Data items:
◆ ◆ ◆
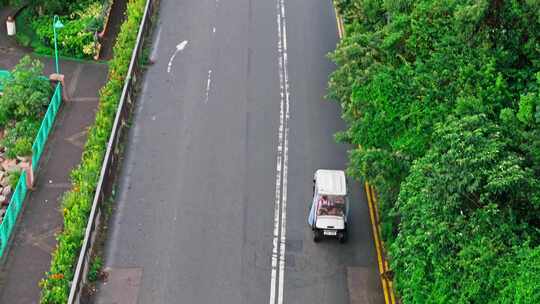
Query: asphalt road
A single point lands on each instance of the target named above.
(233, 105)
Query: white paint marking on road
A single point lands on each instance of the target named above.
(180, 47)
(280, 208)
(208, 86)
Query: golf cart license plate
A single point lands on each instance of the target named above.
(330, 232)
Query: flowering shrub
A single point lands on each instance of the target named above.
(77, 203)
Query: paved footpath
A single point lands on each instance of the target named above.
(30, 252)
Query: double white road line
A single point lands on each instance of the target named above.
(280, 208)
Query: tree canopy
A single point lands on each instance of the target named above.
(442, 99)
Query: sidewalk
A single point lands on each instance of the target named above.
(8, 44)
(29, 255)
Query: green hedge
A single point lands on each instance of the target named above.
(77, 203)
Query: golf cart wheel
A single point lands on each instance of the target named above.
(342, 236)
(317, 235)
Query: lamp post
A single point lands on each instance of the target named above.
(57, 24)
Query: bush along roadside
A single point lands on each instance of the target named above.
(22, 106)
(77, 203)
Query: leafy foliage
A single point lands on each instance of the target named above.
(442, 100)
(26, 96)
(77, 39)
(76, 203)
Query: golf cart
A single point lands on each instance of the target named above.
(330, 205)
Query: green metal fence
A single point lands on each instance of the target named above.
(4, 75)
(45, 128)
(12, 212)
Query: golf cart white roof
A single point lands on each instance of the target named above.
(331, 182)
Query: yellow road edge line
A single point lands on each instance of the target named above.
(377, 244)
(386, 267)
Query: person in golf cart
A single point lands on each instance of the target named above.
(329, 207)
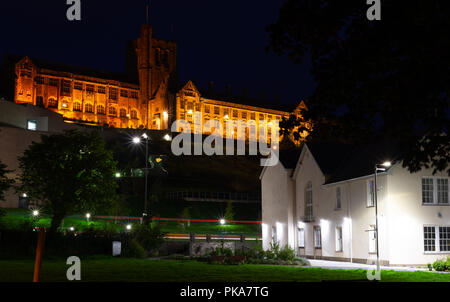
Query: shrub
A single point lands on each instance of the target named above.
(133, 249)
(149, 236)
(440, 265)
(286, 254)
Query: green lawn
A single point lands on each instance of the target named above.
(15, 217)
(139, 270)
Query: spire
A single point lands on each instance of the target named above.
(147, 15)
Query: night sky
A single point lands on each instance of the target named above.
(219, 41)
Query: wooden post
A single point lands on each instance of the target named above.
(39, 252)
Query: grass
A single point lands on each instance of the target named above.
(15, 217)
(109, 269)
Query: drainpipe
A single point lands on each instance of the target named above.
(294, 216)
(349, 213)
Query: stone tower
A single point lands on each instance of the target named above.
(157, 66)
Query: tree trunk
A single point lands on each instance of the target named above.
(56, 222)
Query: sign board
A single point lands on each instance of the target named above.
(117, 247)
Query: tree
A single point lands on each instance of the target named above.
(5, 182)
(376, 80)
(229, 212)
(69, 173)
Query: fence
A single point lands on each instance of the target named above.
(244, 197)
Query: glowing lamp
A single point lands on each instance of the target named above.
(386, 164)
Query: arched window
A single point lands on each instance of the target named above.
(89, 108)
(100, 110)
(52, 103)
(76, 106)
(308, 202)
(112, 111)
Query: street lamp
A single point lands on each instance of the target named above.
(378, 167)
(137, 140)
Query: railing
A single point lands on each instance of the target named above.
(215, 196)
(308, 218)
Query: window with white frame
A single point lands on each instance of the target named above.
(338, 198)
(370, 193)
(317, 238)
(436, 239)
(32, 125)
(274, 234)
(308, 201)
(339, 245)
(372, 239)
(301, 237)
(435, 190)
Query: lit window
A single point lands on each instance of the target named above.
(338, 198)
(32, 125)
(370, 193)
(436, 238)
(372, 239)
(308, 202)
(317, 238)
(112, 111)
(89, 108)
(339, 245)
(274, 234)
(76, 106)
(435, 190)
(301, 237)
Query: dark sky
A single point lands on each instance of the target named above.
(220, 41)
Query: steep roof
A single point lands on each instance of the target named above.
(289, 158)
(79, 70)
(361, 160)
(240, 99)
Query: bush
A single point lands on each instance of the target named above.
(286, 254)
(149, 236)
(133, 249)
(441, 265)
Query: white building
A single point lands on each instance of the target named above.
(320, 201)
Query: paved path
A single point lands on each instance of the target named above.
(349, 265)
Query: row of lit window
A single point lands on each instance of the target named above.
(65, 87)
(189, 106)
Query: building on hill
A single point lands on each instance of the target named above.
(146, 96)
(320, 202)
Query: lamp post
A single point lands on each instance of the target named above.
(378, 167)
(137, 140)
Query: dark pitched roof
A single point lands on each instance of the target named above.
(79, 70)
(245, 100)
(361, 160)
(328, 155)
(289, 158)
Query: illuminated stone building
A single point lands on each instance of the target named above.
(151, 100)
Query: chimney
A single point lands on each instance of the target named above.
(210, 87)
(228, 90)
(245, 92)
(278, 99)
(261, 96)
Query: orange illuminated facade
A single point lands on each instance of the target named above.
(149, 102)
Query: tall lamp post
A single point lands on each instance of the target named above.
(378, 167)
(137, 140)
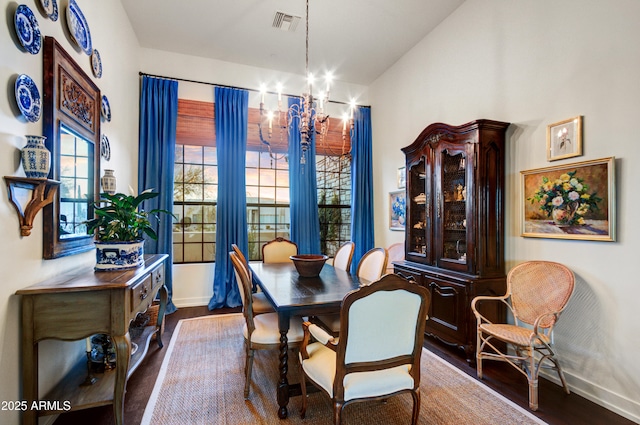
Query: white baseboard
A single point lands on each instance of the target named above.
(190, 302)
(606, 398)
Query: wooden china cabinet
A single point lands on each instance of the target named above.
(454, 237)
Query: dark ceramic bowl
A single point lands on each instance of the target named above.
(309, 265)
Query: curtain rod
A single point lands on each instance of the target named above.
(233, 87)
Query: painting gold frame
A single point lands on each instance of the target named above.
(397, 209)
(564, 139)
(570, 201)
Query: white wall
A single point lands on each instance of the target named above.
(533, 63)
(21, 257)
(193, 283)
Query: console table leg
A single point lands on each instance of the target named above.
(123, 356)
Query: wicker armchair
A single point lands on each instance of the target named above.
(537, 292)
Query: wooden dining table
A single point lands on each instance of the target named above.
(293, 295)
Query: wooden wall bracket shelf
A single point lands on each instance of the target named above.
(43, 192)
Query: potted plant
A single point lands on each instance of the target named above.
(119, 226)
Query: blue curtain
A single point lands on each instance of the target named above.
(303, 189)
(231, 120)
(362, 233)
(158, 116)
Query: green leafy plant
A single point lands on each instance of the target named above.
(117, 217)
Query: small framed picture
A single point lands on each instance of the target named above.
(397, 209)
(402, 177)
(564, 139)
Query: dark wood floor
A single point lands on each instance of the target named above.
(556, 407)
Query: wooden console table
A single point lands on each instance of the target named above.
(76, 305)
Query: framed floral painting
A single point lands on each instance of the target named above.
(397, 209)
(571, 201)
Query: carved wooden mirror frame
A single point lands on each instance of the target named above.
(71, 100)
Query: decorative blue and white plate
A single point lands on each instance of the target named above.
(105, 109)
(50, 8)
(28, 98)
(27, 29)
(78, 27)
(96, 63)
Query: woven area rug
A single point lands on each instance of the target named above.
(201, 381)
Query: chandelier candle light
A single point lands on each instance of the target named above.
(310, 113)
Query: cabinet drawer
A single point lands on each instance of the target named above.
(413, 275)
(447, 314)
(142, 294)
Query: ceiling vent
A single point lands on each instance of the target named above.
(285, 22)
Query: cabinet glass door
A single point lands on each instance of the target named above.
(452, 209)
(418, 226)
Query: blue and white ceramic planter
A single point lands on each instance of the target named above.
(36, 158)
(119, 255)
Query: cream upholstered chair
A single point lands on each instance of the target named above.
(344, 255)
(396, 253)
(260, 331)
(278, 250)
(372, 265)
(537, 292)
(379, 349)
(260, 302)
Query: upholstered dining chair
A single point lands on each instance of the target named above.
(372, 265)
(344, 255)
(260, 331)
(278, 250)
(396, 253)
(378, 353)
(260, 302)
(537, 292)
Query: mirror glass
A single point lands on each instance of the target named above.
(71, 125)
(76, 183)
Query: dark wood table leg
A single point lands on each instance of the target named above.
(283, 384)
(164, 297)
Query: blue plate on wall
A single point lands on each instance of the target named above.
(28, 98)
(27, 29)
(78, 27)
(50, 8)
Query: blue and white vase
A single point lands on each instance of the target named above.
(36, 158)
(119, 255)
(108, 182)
◆ ◆ ◆
*Aim of the exercise*:
Would you copy out all the data exactly, without the images?

*Solution for this task*:
Query: asphalt road
A single point lands on each instance of the target named above.
(233, 105)
Query: white paint marking on road
A single point lands on each instance of the target named above.
(180, 47)
(280, 208)
(208, 86)
Query: golf cart license plate
A single point lands on each instance of the target named above.
(330, 232)
Query: flowering shrub
A single point lands on each instance of the target named above.
(77, 203)
Query: paved footpath
A single point lands on each instance of the target named above.
(30, 252)
Query: double white road line
A single point lands on each instance of the target named above.
(280, 208)
Query: tree canopy
A single point lands on each instance of the target named above.
(442, 99)
Query: sidewalk
A single point lands on each instance of the target named above.
(8, 44)
(29, 255)
Query: green hedge
A single point lands on each instance of the target named above.
(77, 203)
Query: golf cart wheel
A single point lands on each instance of the target named above.
(342, 236)
(317, 235)
Query: lamp post
A single point lands on each instance of the target named above.
(57, 24)
Query: bush along roadside
A single point lands on each instance of the target named above.
(22, 106)
(77, 203)
Query: leafy foliage
A single point lands on each instance of the target named above.
(442, 100)
(26, 96)
(77, 39)
(76, 203)
Query: golf cart
A single point lands on each instance of the target named above.
(330, 205)
Query: green metal fence
A single point lands on each instance of the target named above.
(4, 75)
(45, 128)
(12, 212)
Query: golf cart white roof
A single point lands on each instance of the target named above.
(331, 182)
Query: yellow road edge line
A single point lands on each instance of the target named above.
(377, 244)
(386, 267)
Query: person in golf cart
A single point lands on each instance of the target named above.
(329, 207)
Query: shrub
A single point lands on each instance of the target named above.
(133, 249)
(149, 236)
(440, 265)
(286, 254)
Query: green lawn
A single point lands on each instance of the target named above.
(15, 217)
(139, 270)
Query: spire
A single point lands on each instance of the target named above.
(147, 15)
Query: night sky
A single point lands on each instance of the target named above.
(219, 41)
Query: wooden post
A single point lands on each instance of the target named above.
(39, 252)
Query: grass
A single point lands on each instance of the target named above.
(15, 217)
(109, 269)
Query: drainpipe
A single point lands on each instance of the target named above.
(294, 216)
(349, 213)
Query: stone tower
A single point lands on each instance of the target named above.
(157, 66)
Query: tree trunk
A single point lands on each instance of the target named above.
(56, 222)
Query: sign board
A single point lands on each instance of the target named above.
(117, 247)
Query: tree
A single point lands on each instance of the target named above.
(5, 182)
(376, 80)
(229, 212)
(69, 173)
Query: fence
A single point lands on each instance of the target named above.
(244, 197)
Query: glowing lamp
A single point lands on each instance of the target named above.
(386, 164)
Query: arched window
A single point lands on each instance of the target named above.
(89, 108)
(100, 110)
(52, 103)
(76, 106)
(308, 202)
(112, 111)
Query: street lamp
A single point lands on each instance of the target named above.
(378, 167)
(137, 140)
Query: railing
A single point lands on each instance of the target named above.
(215, 196)
(308, 218)
Query: window with white frame
A single point lands on each instance of the target named above.
(338, 198)
(370, 193)
(317, 238)
(436, 239)
(32, 125)
(274, 234)
(308, 201)
(339, 245)
(372, 239)
(301, 237)
(435, 190)
Query: lit window
A single point lands on each instance of the target named above.
(338, 198)
(32, 125)
(370, 193)
(436, 238)
(372, 239)
(308, 202)
(317, 238)
(112, 111)
(89, 108)
(339, 245)
(274, 234)
(76, 106)
(435, 190)
(301, 237)
Query: dark sky
A single point lands on each instance of the target named above.
(220, 41)
Query: steep roof
A single point lands on each instance of the target named above.
(289, 158)
(79, 70)
(361, 160)
(240, 99)
Query: bush
A single point lands on each instance of the target named above.
(286, 254)
(149, 236)
(133, 249)
(441, 265)
Query: white building
A single point lands on each instance of the target named above.
(320, 201)
Query: paved path
A single point lands on each instance of the target named above.
(349, 265)
Query: row of lit window
A single point lands on each instance of the target named above.
(65, 87)
(189, 106)
Query: building on hill
A single point lands on each instance of the target named above.
(146, 96)
(320, 202)
Query: lamp post
A single point lands on each instance of the target named above.
(378, 167)
(137, 140)
Query: dark pitched roof
A single point lands on each instance of the target named above.
(79, 70)
(245, 100)
(361, 160)
(328, 155)
(289, 158)
Query: illuminated stone building
A single point lands on each instance of the target named above.
(151, 100)
Query: chimney
A single point lands on each instance of the target named above.
(210, 87)
(228, 90)
(245, 92)
(278, 99)
(261, 96)
Query: orange illuminated facade
A single point lands on each instance of the target named above.
(149, 102)
Query: tall lamp post
A single point lands on each instance of the target named above.
(378, 167)
(137, 140)
Query: white baseboard
A single point lands on each instance of the target named above.
(190, 302)
(606, 398)
Query: wooden china cabinet
A single point lands on each instance of the target named above.
(454, 237)
Query: dark ceramic bowl
A single point lands on each instance of the target named above.
(309, 265)
Query: curtain rod
A single point lands on each instance of the target named above.
(233, 87)
Query: painting gold frame
A single point lands on each instance of the target named above.
(397, 209)
(564, 139)
(570, 201)
Query: white wall
A single point lands on each instance of the target named above.
(533, 63)
(21, 257)
(193, 283)
Query: console table leg
A single point lands on each instance of the target named above.
(123, 356)
Query: wicker armchair
A single point lands on each instance of the target named above.
(537, 292)
Query: wooden dining table
A single point lands on each instance of the target named above.
(293, 295)
Query: wooden wall bracket shelf
A single point lands on each instance of the target named above.
(43, 192)
Query: potted plant
A single point lands on each instance of the target named above.
(119, 226)
Query: blue curtain
A single point lands on each instance of the target named above.
(303, 189)
(231, 120)
(362, 233)
(158, 116)
Query: green leafy plant
A single point lands on each instance of the target named above.
(117, 217)
Query: small framed picture
A single point lands on each instance of the target named above.
(397, 209)
(402, 177)
(564, 139)
Query: dark wood floor
A single point lands on each instance of the target named above.
(556, 407)
Query: wooden console table
A single point lands on each instance of the target named above.
(76, 305)
Query: framed floral painting
A single point lands on each instance of the target named above.
(397, 209)
(571, 201)
Query: carved wooden mirror frame
A single point lands on each instance of the target named above.
(71, 100)
Query: decorative blue and white plate
A single point lands on each instance of the target named above.
(105, 109)
(50, 8)
(28, 98)
(27, 29)
(78, 27)
(96, 63)
Query: woven area rug
A single point lands on each instance of the target named above.
(201, 381)
Query: chandelier candle light
A single point lands on each instance of the target named above.
(310, 113)
Query: cabinet drawer
A single point lands on each instance of the target named above.
(413, 275)
(447, 314)
(142, 294)
Query: ceiling vent
A single point lands on each instance of the target named above.
(285, 22)
Query: cabinet glass door
A single point lands on each instance of the target named above.
(452, 209)
(418, 226)
Query: blue and white ceramic planter
A single point lands on each instance of the target named above.
(36, 158)
(119, 255)
Query: cream upholstered chair
A single point lands on each instance of the target named above.
(344, 255)
(396, 253)
(260, 331)
(278, 250)
(372, 265)
(537, 292)
(379, 349)
(260, 302)
Query: upholstered dining chair
A single point lands on each instance of the target named above.
(372, 265)
(344, 255)
(260, 331)
(278, 250)
(396, 253)
(378, 353)
(260, 302)
(537, 292)
Query: mirror glass
A single point lands on each instance of the target named above.
(71, 125)
(76, 183)
Query: dark wood table leg
A single point lands on each instance of the target named above.
(283, 384)
(164, 297)
Query: blue plate on wall
A single point lands on each instance of the target named above.
(28, 98)
(27, 29)
(78, 27)
(50, 8)
Query: blue and white vase
A single point lands on each instance of the target named above.
(36, 158)
(119, 255)
(108, 182)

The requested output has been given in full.